*WRITTEN TASKS*.
1. According to the passage on plugging layer formation in hydraulic fractures, what is the rear pressure of the plugging layer during the height growth stage?
2. Resume the passage on plugging layer formation in hydraulic fractures, picking up right after its final sentence.

*SOURCE EXTRACT*.
####################

Fig. 3. Parameter combination for forming plugging layer by temporary plugging particles in hydraulic fracture.

3. Plugging layer formation process

3.1. Formation stages

The variation data of plugging layer height, plugging layer length and pressure over time during the formation of plugging layer in all experiment were collected and averaged to obtain the trend curve (Fig. 4). According to whether the temporary plugging particles form a complete plugging layer in the direction of the fracture height (when the ratio of the plugging layer height to the fracture height is 100%, it is considered as a complete plugging), the formation process of the plugging layer can be divided into two stages: the height growth stage of the plugging layer and the length growth stage of the plugging layer. In the height growth stage of the plugging layer, the rear pressure of the plugging layer is 0 MPa. When the fracture height is blocked completely by temporary plugging particles, the rear pressure of the plugging layer starts to rise. In the length growth stage of the plugging layer, with the increase of the plugging layer length, the rear pressure of the plugging layer increases continuously. The change trends of length and pressure are consistent.
Fig. 4. The relationship of length, height and pressure of plugging layer with time.

3.2. Formation modes

According to the statistical analysis of particle distribution pictures in 58 groups of experiment, the formation mode of the plugging layer can be divided into four categories. In Fig. 5, the left side is the fracture inlet, and the right side is the fracture outlet. The positive direction of the fracture is from the inlet to the outlet; the part near the inlet is the rear, and the part near the outlet is the front. When the temporary plugging particles fill the fracture height completely, the accumulated layer is the plugging layer (red dotted line box). When the temporary plugging particles do not fill the fracture height completely, it is the accumulated layer (black dotted box).
Fig. 5. Temporary plugging particle distribution during the formation of plugging layer (Mode I).
The formation process of plugging layer in Mode I is divided into four steps (Fig. 5). Step ①: The temporary plugging particles accumulate at different positions at the bottom of the fracture. In the direction near the fracture inlet, a triangular accumulation layer is formed, which gradually rises along the positive direction of the fracture. Step ②: When the front of the triangle reaches a certain height, the accumulation rate of the temporary plugging particles in the rear is faster than that in the front, and the triangular accumulation layer is gradually transformed into a rectangular one. Step ③: At the rear of the accumulation layer, the temporary plugging particle accumulation rate gradually slows down; at the front of the accumulation layer, the accumulation rate gradually speeds up. At the front of the rectangular accumulation layer, the particles accumulate continuously until the fracture height is filled. The plugging layer is formed at the front of the accumulation layer firstly, and the plugging layer is short. Step ④: Temporary plugging particles continue to accumulate above the accumulation layer between the plugging layer and the fracture inlet, and fill the fracture gradually. The length of the plugging layer increases until the fracture is filled completely. The temporary plugging particles entering the fracture to Step ③ is the height growth stage of the plugging layer, and Step ③ to Step ④ is the length growth stage of the plugging layer.

####################

*ITEMS*.
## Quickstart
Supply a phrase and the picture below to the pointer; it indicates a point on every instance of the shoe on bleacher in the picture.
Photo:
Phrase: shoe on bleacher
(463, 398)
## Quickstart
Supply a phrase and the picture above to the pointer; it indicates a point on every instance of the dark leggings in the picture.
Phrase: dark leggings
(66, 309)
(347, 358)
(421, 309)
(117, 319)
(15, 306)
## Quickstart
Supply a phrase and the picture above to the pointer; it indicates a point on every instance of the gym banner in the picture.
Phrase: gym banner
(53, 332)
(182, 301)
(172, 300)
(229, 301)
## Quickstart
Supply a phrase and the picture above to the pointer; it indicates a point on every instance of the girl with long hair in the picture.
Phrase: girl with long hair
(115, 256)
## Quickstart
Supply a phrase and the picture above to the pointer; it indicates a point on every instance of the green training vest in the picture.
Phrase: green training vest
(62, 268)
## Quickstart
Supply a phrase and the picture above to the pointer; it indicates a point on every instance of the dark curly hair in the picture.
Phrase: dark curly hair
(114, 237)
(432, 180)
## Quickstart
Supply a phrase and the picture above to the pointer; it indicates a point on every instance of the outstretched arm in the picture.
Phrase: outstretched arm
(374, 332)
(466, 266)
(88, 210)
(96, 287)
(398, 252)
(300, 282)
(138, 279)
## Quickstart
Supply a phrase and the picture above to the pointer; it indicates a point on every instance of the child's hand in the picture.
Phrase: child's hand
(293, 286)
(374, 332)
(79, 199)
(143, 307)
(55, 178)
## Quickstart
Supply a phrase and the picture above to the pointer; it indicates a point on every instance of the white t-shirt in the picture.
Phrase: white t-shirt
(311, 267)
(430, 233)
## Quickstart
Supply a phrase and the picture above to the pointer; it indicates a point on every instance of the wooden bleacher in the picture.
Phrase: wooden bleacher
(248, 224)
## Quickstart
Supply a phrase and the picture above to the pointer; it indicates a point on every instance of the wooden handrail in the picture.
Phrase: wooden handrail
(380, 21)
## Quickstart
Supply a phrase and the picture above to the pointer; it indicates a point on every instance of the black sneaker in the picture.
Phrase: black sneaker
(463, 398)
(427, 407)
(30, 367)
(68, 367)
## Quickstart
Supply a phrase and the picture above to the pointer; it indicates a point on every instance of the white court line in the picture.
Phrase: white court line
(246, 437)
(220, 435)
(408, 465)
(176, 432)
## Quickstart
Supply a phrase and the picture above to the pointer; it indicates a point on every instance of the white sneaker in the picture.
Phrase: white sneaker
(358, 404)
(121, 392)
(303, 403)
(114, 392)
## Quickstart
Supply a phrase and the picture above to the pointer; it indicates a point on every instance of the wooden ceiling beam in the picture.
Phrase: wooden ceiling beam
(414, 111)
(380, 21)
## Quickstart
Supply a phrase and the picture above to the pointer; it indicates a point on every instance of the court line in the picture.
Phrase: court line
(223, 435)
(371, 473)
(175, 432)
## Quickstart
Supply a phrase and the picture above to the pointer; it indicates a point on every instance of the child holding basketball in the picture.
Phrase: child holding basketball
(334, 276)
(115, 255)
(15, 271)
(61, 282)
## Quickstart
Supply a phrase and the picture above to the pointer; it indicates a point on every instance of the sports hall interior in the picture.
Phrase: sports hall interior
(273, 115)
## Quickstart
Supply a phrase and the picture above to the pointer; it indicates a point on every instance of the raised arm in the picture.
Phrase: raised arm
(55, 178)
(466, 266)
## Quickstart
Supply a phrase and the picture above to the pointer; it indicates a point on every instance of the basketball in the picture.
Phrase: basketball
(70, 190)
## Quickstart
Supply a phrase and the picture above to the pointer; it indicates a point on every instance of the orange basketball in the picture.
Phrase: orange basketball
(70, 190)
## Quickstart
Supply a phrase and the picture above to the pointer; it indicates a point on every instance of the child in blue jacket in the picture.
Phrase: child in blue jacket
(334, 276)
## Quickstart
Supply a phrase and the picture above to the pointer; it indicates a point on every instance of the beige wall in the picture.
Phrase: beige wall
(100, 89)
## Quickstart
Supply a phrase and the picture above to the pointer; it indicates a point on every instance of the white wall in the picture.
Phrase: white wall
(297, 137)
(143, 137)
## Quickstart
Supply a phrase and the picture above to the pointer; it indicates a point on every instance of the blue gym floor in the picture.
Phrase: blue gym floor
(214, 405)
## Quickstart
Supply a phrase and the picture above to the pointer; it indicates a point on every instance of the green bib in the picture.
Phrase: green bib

####################

*ANSWERS IN ORDER*.
1. 0 MPa

2.
The combination of formation parameters of plugging mode I includes (Table 3): the ratio of particle size to fracture width is 0.45 or 0.60, the carrier fluid viscosity is 1 mPa·s, which is independent of the carrier fluid displacement and particle mass concentration. Thus, the controlling factors for Mode I are the ratio of particle size to fracture width and the carrier fluid viscosity. Because the ratio of particle size to fracture width is small, it is difficult for temporary plugging particles to accumulate discontinuously at multiple points in the fracture. The carrier fluid viscosity is low, and the capacity of the carrier fluid is limited. The movement of the temporary plugging particles is dominated by its own gravity during the flow of the carrier fluid, the settlement speed is faster, and the distance of movement in the positive direction of the fracture is short, so the plugging layer is formed near the inlet of the fracture.
Table 3. Parameter combination of Mode I
Ratio of particle size
to fracture width
Carrier fluid viscosity/
(mPa·s)
Carrier fluid displacement/
(L·min−1)
Temporary plugging particle
mass concentration/(kg·m−3)
0.45 1 0.7, 1.3, 1.6 20, 40
0.60 1 0.7, 1.3, 1.6 10, 20
The formation process of plugging layer in Mode Ⅱ includes three steps (Fig. 6). Step ①: The temporary plugging particles form a rectangular accumulation layer at the bottom of the fracture along the positive direction of the fracture. Step ②: When the rectangular accumulation layer reaches a certain height, the temporary plugging particle accumulation rate at the front of the accumulation layer is faster than that at the rear of the accumulation layer, and the front height of the accumulation layer increases rapidly until the fracture height is filled completely. A short plugging layer is formed. Step ③: Temporary plugging particles accumulate continuously between the rear of the plugging layer and the fracture inlet. The length of the plugging layer increases until the entire fracture height is filled completely. The temporary plugging particles entering the fracture to Step ② is the height growth stage of the plugging layer, and Step ② to Step ③ is the length growth stage of the plugging layer.
Fig. 6. Temporary plugging particle distribution during the formation of plugging layer (Mode II).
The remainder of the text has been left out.